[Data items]
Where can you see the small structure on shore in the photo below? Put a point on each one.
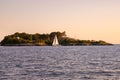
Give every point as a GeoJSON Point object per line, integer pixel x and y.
{"type": "Point", "coordinates": [55, 41]}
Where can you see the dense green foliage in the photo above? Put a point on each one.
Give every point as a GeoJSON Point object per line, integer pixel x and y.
{"type": "Point", "coordinates": [46, 39]}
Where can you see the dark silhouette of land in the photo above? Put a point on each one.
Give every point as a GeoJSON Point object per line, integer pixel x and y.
{"type": "Point", "coordinates": [25, 39]}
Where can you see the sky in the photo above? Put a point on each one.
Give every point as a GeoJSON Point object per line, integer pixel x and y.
{"type": "Point", "coordinates": [81, 19]}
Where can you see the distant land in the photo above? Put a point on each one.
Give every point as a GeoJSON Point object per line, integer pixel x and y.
{"type": "Point", "coordinates": [25, 39]}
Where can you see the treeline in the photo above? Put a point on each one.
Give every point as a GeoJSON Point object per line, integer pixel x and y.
{"type": "Point", "coordinates": [45, 39]}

WORK INSTRUCTIONS >> Where a line above contains the string "land", tally it, then give the number alone.

WRITTEN ANSWER >> 2